▶ TASK BRIEF
Copy the listing below line for line, without changing any character.

═══ GIVEN DATA

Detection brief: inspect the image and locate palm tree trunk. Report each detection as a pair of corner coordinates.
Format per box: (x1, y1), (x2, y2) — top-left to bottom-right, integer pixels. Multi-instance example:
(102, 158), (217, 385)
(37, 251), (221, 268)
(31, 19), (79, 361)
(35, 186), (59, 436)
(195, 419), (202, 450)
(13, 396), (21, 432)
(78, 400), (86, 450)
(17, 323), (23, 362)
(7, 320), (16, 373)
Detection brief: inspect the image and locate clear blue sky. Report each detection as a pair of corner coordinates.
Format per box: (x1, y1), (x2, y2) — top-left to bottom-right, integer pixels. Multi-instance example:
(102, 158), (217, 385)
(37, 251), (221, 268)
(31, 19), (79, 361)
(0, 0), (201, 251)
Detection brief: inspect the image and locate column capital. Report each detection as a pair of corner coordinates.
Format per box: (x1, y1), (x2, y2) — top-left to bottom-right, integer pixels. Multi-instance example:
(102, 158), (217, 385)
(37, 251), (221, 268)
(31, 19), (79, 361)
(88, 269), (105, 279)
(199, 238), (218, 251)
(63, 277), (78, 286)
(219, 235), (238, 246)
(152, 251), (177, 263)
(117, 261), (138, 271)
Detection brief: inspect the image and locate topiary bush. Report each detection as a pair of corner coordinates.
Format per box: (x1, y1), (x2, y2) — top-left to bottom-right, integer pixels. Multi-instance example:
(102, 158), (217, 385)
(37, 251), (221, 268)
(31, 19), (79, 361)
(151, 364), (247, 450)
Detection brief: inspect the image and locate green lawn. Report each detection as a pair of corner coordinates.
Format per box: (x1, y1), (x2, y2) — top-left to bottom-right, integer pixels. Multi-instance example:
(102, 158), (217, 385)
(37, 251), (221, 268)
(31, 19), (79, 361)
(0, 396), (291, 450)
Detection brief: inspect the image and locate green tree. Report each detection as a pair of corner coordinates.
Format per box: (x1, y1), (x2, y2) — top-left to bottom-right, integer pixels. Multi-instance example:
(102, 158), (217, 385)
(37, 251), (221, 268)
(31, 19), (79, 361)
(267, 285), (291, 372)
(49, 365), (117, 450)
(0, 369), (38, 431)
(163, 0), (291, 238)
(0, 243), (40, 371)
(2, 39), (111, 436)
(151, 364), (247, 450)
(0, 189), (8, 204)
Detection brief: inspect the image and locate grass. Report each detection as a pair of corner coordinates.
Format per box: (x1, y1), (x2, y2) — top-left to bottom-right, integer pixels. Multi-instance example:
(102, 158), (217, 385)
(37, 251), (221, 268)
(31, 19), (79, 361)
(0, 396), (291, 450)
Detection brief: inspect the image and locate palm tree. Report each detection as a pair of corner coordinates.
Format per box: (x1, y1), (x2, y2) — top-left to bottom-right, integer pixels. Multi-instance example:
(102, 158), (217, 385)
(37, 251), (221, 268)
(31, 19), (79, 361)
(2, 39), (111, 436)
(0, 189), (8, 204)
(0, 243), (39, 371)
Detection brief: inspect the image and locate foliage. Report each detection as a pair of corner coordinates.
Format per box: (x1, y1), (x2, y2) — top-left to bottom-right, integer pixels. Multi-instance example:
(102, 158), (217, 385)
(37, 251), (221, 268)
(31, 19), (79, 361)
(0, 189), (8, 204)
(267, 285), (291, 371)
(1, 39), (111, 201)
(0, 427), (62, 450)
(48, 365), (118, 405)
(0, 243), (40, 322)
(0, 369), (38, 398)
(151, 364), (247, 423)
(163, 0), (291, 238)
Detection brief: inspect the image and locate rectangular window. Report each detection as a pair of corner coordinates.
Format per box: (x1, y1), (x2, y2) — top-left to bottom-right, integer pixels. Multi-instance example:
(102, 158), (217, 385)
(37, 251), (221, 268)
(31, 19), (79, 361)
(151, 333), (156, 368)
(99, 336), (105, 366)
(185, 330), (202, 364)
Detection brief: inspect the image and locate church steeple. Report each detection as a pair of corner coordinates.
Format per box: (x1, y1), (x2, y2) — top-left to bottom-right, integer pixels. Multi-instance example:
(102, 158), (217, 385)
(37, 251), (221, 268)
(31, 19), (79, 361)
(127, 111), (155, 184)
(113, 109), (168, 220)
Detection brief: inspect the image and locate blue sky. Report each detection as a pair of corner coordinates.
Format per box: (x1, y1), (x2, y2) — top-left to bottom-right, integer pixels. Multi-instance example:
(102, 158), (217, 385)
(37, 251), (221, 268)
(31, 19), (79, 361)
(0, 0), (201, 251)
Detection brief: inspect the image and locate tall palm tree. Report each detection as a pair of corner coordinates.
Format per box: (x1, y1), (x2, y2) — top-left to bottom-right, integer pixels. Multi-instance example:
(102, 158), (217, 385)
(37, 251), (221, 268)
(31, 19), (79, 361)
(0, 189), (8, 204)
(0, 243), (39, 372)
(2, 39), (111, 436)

══════

▶ ANSWER TO THE PROBLEM
Detection brief: inspect the image and locate palm tree trunk. Report each detection as a pair of corner coordinates.
Format per box: (x1, y1), (x2, y2) — top-left to bottom-right, integer pixels. Multi-instance example:
(102, 158), (217, 385)
(37, 251), (221, 268)
(31, 19), (79, 361)
(35, 186), (59, 436)
(195, 419), (202, 450)
(13, 396), (21, 432)
(78, 400), (86, 450)
(17, 323), (23, 362)
(7, 320), (16, 373)
Detection brief: inspect the image and locate clear blue sky. Report each detection as a pair of corner coordinates.
Format per box: (x1, y1), (x2, y2) — top-left to bottom-right, integer pixels. Multi-instance example:
(102, 158), (217, 385)
(37, 251), (221, 268)
(31, 19), (79, 361)
(0, 0), (201, 251)
Detection brief: inspect the image and locate column capital. Report each detection as a pair of corner coordinates.
Format per box: (x1, y1), (x2, y2) — top-left to bottom-right, integer pixels. Multi-instance example:
(102, 158), (217, 385)
(37, 251), (221, 268)
(31, 19), (79, 361)
(88, 269), (105, 279)
(199, 238), (218, 251)
(63, 277), (78, 286)
(219, 235), (238, 246)
(152, 251), (177, 263)
(117, 261), (138, 271)
Detection brief: inspect the image and locate topiary bush. Report each detection as a pair of corner coordinates.
Format per box: (x1, y1), (x2, y2) — top-left to bottom-right, integer pixels. Multi-instance example:
(102, 158), (217, 385)
(37, 251), (221, 268)
(31, 19), (79, 361)
(151, 364), (247, 450)
Detection brief: inspect the image and locate green lawn. Report each detection as a pair of corner coordinates.
Format per box: (x1, y1), (x2, y2) — top-left to bottom-right, integer pixels. Multi-instance example:
(102, 158), (217, 385)
(37, 251), (221, 268)
(31, 19), (79, 361)
(0, 396), (291, 450)
Detection brief: inspect the image and locate green tree. Report each detection as a pair of corner coordinates.
Format per box: (x1, y1), (x2, y2) — top-left to bottom-right, integer pixels. Multi-instance example:
(102, 158), (217, 385)
(37, 251), (221, 268)
(31, 19), (79, 361)
(267, 285), (291, 372)
(49, 365), (117, 450)
(0, 369), (38, 431)
(163, 0), (291, 238)
(0, 243), (40, 371)
(2, 39), (111, 436)
(151, 364), (247, 450)
(0, 189), (8, 204)
Detection brief: inspect the image and locate grass. Report each detection as a pair of corner coordinates.
Format per box: (x1, y1), (x2, y2) — top-left to bottom-right, integer pixels. Multi-instance example:
(102, 158), (217, 385)
(37, 251), (221, 268)
(31, 19), (79, 361)
(0, 396), (291, 450)
Detection brief: inspect the image and locate palm tree. Report each detection as a pair of corner coordinates.
Format per box: (x1, y1), (x2, y2) — top-left to bottom-right, integer pixels. Multi-instance example:
(102, 158), (217, 385)
(37, 251), (221, 268)
(31, 19), (79, 361)
(2, 39), (111, 436)
(0, 189), (8, 204)
(0, 243), (39, 371)
Detection brief: inspect the image and locate foliage. Report each detection as a pair of corner coordinates.
Format per box: (x1, y1), (x2, y2) — top-left to bottom-right, integer pixels. Multi-instance example:
(102, 158), (217, 385)
(37, 251), (221, 268)
(31, 19), (79, 361)
(0, 189), (8, 204)
(267, 285), (291, 371)
(1, 39), (111, 201)
(0, 427), (62, 450)
(48, 365), (118, 405)
(0, 243), (40, 322)
(0, 369), (38, 398)
(151, 364), (247, 423)
(163, 0), (291, 238)
Detection brief: inspect the image and locate rectangular window. Report each detection as a pair of corner coordinates.
Format per box: (x1, y1), (x2, y2) — top-left to bottom-right, integer pixels. Multi-instance example:
(102, 158), (217, 385)
(37, 251), (221, 268)
(31, 19), (79, 361)
(151, 333), (156, 368)
(99, 336), (105, 366)
(185, 330), (202, 364)
Detection brief: inspect the image and locate church steeple. Report each detection as a pair of corner coordinates.
Format per box: (x1, y1), (x2, y2) — top-left to bottom-right, integer pixels. Multi-instance example:
(102, 158), (217, 385)
(37, 251), (221, 268)
(31, 19), (79, 361)
(127, 111), (155, 184)
(113, 109), (168, 220)
Detection brief: inspect the image and locate blue sky. Report each detection as a pair of corner coordinates.
Format per box: (x1, y1), (x2, y2) — top-left to bottom-right, integer pixels. Multi-instance example:
(102, 158), (217, 385)
(37, 251), (221, 268)
(31, 19), (79, 361)
(0, 0), (201, 251)
Detection brief: inspect the image and locate tall palm tree. Report each detection as a pair of corner coordinates.
Format per box: (x1, y1), (x2, y2) — top-left to bottom-right, integer pixels. Multi-instance example:
(102, 158), (217, 385)
(37, 251), (221, 268)
(31, 19), (79, 361)
(0, 189), (8, 204)
(0, 243), (39, 372)
(2, 39), (111, 436)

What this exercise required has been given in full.